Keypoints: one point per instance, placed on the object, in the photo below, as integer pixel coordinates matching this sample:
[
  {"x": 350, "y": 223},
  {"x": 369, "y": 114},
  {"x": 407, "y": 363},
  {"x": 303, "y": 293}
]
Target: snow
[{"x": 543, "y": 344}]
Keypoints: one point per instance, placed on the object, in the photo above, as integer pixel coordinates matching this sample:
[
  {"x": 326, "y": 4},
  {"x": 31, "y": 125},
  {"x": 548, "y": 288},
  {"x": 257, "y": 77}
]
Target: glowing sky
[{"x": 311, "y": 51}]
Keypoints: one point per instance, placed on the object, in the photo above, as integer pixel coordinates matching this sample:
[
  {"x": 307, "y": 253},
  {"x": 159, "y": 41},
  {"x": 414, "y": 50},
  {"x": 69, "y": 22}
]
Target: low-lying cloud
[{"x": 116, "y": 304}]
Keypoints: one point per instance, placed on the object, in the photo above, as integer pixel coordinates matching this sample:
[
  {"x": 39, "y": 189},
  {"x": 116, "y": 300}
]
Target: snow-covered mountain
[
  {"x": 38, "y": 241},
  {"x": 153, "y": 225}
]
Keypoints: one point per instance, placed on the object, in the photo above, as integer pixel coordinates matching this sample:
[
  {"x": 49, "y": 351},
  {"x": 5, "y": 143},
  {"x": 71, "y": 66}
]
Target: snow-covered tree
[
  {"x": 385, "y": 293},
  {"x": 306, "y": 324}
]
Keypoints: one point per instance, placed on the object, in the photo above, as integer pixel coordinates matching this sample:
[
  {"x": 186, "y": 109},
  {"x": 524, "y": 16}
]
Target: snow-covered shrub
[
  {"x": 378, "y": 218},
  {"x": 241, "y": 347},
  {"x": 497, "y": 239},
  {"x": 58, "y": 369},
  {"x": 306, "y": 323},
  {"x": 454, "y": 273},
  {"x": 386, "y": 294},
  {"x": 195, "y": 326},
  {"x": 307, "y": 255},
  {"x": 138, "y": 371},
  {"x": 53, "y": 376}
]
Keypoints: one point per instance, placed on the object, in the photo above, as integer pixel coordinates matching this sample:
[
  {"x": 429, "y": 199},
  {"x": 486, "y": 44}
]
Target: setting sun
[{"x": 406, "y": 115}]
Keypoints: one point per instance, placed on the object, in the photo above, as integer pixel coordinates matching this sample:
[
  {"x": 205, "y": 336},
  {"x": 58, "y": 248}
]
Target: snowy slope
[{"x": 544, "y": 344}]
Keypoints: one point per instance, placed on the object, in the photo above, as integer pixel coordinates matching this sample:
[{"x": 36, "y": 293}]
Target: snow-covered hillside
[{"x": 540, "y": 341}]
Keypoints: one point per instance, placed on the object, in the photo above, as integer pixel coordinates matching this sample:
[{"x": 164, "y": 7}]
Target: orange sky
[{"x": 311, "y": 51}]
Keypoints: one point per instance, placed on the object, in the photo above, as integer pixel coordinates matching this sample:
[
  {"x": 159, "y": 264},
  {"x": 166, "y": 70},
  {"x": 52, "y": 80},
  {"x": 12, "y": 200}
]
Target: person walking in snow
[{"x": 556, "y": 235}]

[What this task involves]: Every record, copied exactly, is the expected answer.

[Result of this task]:
Keypoints: one point per instance, placed on the object, in the photo below, as integer pixel coordinates matching this sample:
[
  {"x": 350, "y": 223},
  {"x": 369, "y": 114},
  {"x": 407, "y": 363},
  {"x": 303, "y": 293}
]
Target: snow
[{"x": 543, "y": 344}]
Keypoints: one point per instance, placed on the object, in the photo above, as integer pixel coordinates matching this sample:
[
  {"x": 326, "y": 4},
  {"x": 31, "y": 125},
  {"x": 548, "y": 288},
  {"x": 257, "y": 77}
]
Target: glowing sky
[{"x": 311, "y": 51}]
Keypoints: one point per instance, placed on the object, in the photo above, as integer pixel coordinates matching this sample:
[
  {"x": 307, "y": 253},
  {"x": 159, "y": 41},
  {"x": 414, "y": 50},
  {"x": 69, "y": 22}
]
Target: low-lying cloud
[{"x": 116, "y": 304}]
Keypoints: one point per instance, placed on the object, in the photo above, as integer pixel coordinates matching this sample:
[
  {"x": 39, "y": 189},
  {"x": 116, "y": 300}
]
Target: snow-covered mountain
[
  {"x": 38, "y": 241},
  {"x": 153, "y": 225}
]
Keypoints: one point per instance, placed on the object, in the photo above, as integer pixel coordinates matching this sample:
[
  {"x": 49, "y": 351},
  {"x": 5, "y": 143},
  {"x": 71, "y": 66}
]
Target: snow-covered tree
[
  {"x": 385, "y": 293},
  {"x": 306, "y": 324}
]
Keypoints: one point per instance, placed on the object, in the photo above, as integer pixel coordinates matching this sample:
[
  {"x": 186, "y": 109},
  {"x": 524, "y": 16}
]
Target: snow-covered shrub
[
  {"x": 378, "y": 218},
  {"x": 241, "y": 347},
  {"x": 497, "y": 239},
  {"x": 58, "y": 369},
  {"x": 306, "y": 323},
  {"x": 454, "y": 273},
  {"x": 386, "y": 294},
  {"x": 195, "y": 326},
  {"x": 307, "y": 255},
  {"x": 138, "y": 371},
  {"x": 53, "y": 376}
]
Keypoints: one point per instance, placed on the object, in the photo above, as integer pixel coordinates matching this sample:
[
  {"x": 429, "y": 199},
  {"x": 486, "y": 44}
]
Target: setting sun
[{"x": 406, "y": 115}]
Keypoints: one point per instance, placed on the object, in the photo above, as integer pixel coordinates matching this sample:
[
  {"x": 205, "y": 336},
  {"x": 58, "y": 248}
]
Target: snowy slope
[{"x": 544, "y": 344}]
Keypoints: one point per instance, placed on the object, in the photo above, as integer pixel coordinates matching this sample:
[{"x": 36, "y": 293}]
Target: snow-covered hillside
[{"x": 540, "y": 341}]
Keypoints: one point per instance, placed on the object, in the photo above, as integer pixel coordinates matching this sample:
[{"x": 164, "y": 7}]
Target: orange sky
[{"x": 311, "y": 51}]
Keypoints: one point per instance, placed on the object, in the photo above, as integer pixel coordinates matching this sample:
[
  {"x": 159, "y": 264},
  {"x": 166, "y": 70},
  {"x": 52, "y": 80},
  {"x": 12, "y": 200}
]
Target: person walking in snow
[{"x": 556, "y": 235}]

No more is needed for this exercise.